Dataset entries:
::::::::::
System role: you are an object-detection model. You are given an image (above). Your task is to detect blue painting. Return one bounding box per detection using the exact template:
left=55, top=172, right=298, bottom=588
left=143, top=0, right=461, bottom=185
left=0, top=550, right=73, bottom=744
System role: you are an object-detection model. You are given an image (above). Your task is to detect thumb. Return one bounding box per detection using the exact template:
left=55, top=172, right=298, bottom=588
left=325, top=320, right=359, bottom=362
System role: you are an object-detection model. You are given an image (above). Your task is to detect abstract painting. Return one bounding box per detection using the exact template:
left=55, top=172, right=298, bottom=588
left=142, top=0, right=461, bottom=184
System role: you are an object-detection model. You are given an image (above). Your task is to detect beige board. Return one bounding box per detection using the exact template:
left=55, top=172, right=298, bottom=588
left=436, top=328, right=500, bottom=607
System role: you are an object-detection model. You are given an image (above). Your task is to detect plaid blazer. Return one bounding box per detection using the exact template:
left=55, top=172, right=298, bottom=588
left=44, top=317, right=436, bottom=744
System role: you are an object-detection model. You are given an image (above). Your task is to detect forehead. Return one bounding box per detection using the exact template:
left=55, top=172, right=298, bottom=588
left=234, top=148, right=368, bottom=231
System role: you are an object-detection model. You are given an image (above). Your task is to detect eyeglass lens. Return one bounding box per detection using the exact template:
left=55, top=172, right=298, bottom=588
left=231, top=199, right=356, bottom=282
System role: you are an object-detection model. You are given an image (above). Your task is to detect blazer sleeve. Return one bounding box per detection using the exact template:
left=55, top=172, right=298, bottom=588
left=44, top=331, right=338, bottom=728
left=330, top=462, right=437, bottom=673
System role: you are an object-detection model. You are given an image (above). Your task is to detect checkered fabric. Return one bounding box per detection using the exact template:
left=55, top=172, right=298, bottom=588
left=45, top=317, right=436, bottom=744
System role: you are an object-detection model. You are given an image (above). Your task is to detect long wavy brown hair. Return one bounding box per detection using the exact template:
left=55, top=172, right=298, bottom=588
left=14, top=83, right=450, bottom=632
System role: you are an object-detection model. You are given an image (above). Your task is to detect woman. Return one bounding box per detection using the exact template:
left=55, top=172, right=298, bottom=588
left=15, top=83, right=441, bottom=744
::::::::::
• [Given request]: Reproduce each of the dataset entries above line for line, without changing a single character.

• [Correct result]:
System role: you are an object-detection model. You are given an image (above). Your task is to detect blue painting. Return one bounding box per detection using the exact template:
left=55, top=172, right=298, bottom=588
left=143, top=0, right=461, bottom=185
left=0, top=550, right=73, bottom=744
System role: you are an object-detection model. You are given an image (above). Your task is to detect thumb. Return one bounding box per detection using the exact template:
left=55, top=172, right=298, bottom=588
left=325, top=320, right=359, bottom=362
System role: you are an object-detection model. You are given an image (above). Your task is to detect abstract painting. Return one bounding box per detection using the exact template:
left=55, top=172, right=298, bottom=588
left=142, top=0, right=461, bottom=184
System role: you are an object-detection model. You are given an image (above). Your task is to detect beige board. Return one bounding box per detection using the exact template:
left=55, top=172, right=298, bottom=588
left=436, top=328, right=500, bottom=607
System role: you are an object-detection model. You are given an image (above). Your task is to detect plaid blazer. Return one bounding box per detection using the exact template:
left=55, top=172, right=298, bottom=588
left=44, top=317, right=436, bottom=744
System role: you are an object-detection model. You are given an image (above). Your task is to detect forehead. Return one bounding box per detection using the exact template:
left=55, top=172, right=298, bottom=588
left=234, top=148, right=368, bottom=231
System role: you are an object-detection model. You are given an image (above). Your task is to detect eyeglass lens. Return one bounding box per detection using the exact template:
left=55, top=172, right=298, bottom=588
left=231, top=199, right=356, bottom=282
System role: you are an object-detection model. You are given an image (above). Your task is to detect blazer sleeve. Return one bounding box per detection using the exact template:
left=55, top=172, right=298, bottom=588
left=44, top=331, right=338, bottom=728
left=330, top=462, right=437, bottom=673
System role: you are an object-detection model. You are given an image (above). Your task is to detect checkered fabric. Return one bounding box per detection using the exact template:
left=55, top=172, right=298, bottom=588
left=45, top=317, right=436, bottom=744
System role: you are an object-detection model. You are given an image (above). Your task is to detect long wavy brown hair. Return one bounding box per detection using the exact template:
left=55, top=172, right=298, bottom=588
left=14, top=83, right=450, bottom=632
System role: you are an object-detection model. You are given an image (above). Your task is to detect woman. Return one bounding box per detection using the exact template:
left=55, top=172, right=298, bottom=588
left=15, top=83, right=441, bottom=744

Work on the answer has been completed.